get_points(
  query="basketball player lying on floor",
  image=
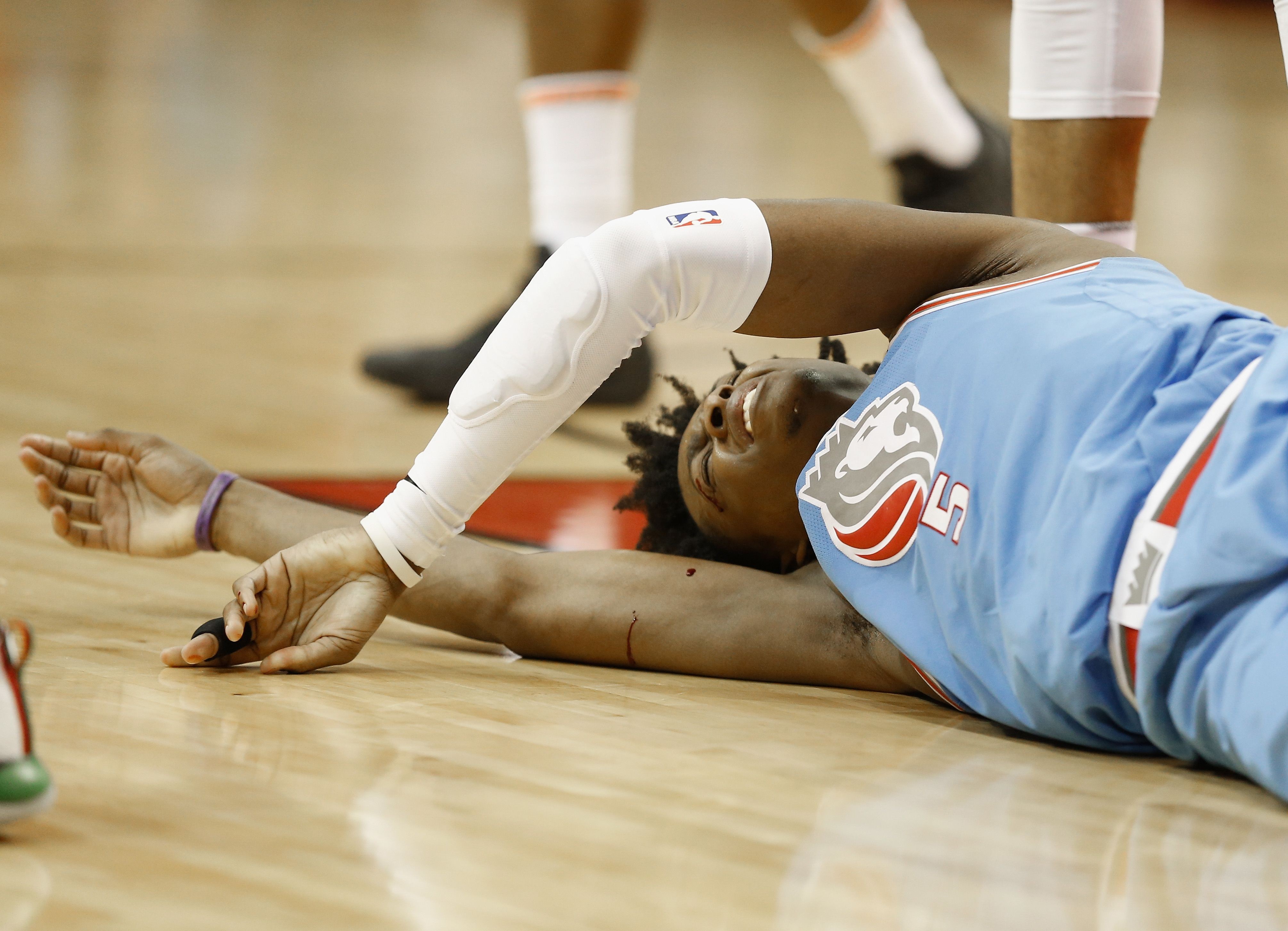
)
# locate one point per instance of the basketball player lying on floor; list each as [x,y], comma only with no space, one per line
[1058,504]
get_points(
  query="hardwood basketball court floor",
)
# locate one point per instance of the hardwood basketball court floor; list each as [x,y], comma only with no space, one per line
[208,209]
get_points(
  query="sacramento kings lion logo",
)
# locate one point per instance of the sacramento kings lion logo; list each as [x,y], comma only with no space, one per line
[873,476]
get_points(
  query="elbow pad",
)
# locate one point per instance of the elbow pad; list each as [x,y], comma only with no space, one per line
[592,303]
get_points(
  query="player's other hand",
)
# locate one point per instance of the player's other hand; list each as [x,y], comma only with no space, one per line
[126,492]
[312,606]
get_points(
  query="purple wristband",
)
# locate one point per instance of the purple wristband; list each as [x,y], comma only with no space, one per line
[208,508]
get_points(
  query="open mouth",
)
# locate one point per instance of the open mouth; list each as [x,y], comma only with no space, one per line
[748,406]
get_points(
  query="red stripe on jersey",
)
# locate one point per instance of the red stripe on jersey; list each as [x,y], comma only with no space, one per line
[939,303]
[937,688]
[1171,510]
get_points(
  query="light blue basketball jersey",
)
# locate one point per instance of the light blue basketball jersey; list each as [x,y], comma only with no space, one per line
[974,504]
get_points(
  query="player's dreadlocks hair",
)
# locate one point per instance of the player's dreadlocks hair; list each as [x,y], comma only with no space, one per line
[670,528]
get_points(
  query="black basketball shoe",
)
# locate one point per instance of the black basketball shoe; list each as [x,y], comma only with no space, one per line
[982,187]
[431,373]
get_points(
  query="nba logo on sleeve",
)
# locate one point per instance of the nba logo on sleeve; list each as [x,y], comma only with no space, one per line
[871,477]
[695,218]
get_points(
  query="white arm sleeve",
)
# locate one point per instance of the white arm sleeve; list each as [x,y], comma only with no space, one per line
[585,311]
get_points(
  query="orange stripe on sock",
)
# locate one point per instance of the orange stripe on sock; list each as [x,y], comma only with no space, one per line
[603,92]
[847,42]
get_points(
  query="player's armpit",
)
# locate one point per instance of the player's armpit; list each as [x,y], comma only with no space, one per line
[676,615]
[843,267]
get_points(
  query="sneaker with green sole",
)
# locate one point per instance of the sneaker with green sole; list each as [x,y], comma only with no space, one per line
[25,785]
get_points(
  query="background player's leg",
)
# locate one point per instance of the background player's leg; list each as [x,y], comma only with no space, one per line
[947,158]
[579,119]
[1085,79]
[1282,16]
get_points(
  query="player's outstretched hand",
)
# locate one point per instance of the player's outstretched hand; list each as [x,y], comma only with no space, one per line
[112,490]
[312,606]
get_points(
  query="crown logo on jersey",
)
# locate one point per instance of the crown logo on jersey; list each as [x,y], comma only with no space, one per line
[871,477]
[695,218]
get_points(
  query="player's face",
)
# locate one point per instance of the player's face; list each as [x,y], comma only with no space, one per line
[746,446]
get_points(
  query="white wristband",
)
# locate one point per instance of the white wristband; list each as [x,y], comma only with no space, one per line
[390,553]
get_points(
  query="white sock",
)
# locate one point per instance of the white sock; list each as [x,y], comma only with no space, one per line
[892,82]
[1282,16]
[580,129]
[1119,232]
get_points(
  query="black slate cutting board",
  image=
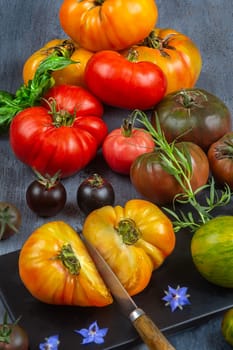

= = = = = = =

* Task requirements *
Pull out every line of the data above that contains the string "sleeve", matching case exactly.

* Result for this exercise *
  query="nba logo on sleeve",
# locate one point per instance of the nba logo on sleeve; list each as [x,y], comma only with no space, one per line
  query="white arm sleeve",
# locate one point per instance of the white arm sleeve; list each as [x,y], comma only with no space, one per line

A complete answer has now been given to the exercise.